Instruction - Rewrite all of the lines below, requests included, multiplying every x and y coordinate in the answer points by 1.55 and rounding each result to a whole number, with halves rounded up. Leave the coordinates in the requests and their sample formats unchanged.
-------- Dataset excerpts
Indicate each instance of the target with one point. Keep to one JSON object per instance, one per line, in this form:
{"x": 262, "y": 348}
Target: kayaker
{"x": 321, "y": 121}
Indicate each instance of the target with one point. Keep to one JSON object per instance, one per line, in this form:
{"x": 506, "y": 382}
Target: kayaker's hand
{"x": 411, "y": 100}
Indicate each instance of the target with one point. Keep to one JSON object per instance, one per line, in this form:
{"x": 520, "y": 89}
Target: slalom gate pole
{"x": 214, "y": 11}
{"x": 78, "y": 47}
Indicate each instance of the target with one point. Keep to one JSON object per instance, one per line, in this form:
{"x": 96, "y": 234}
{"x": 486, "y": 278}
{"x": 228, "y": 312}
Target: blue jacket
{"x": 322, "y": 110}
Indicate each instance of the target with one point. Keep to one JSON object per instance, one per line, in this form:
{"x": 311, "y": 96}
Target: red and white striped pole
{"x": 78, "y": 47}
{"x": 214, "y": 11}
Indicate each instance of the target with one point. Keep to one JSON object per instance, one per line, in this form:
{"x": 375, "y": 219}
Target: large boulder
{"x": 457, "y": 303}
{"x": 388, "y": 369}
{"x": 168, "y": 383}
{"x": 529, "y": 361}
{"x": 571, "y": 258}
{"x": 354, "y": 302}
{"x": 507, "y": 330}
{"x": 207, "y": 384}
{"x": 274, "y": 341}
----------------
Problem solution -
Indicate each instance of the target with one point. Keep to one JSON object per instance, one per line, in this form:
{"x": 262, "y": 348}
Target: kayaker
{"x": 498, "y": 188}
Indicate each instance of the target with one point. Keep to one JSON object per instance, one per line, in this form:
{"x": 506, "y": 382}
Target: kayaker's hand
{"x": 637, "y": 155}
Indicate each instance of the target with one point. Keep to one JSON object per instance, one per line, in this form:
{"x": 520, "y": 89}
Target: slalom gate pole
{"x": 332, "y": 17}
{"x": 121, "y": 73}
Indicate each instance of the target with one point. Keep to one JSON object per instance, one per line, in this form:
{"x": 96, "y": 234}
{"x": 486, "y": 278}
{"x": 228, "y": 312}
Target: blue jacket
{"x": 499, "y": 171}
Indicate each instance of the target with one point. Keep to one JSON object per instance, one per line, in this form:
{"x": 311, "y": 96}
Target: red and white striped pole
{"x": 121, "y": 73}
{"x": 332, "y": 17}
Indicate each instance of the target with one point. Keep to one JSON object per instance, one per line, in this form:
{"x": 375, "y": 219}
Target: large boulder
{"x": 708, "y": 470}
{"x": 601, "y": 572}
{"x": 260, "y": 594}
{"x": 820, "y": 560}
{"x": 885, "y": 400}
{"x": 549, "y": 468}
{"x": 786, "y": 512}
{"x": 321, "y": 595}
{"x": 425, "y": 529}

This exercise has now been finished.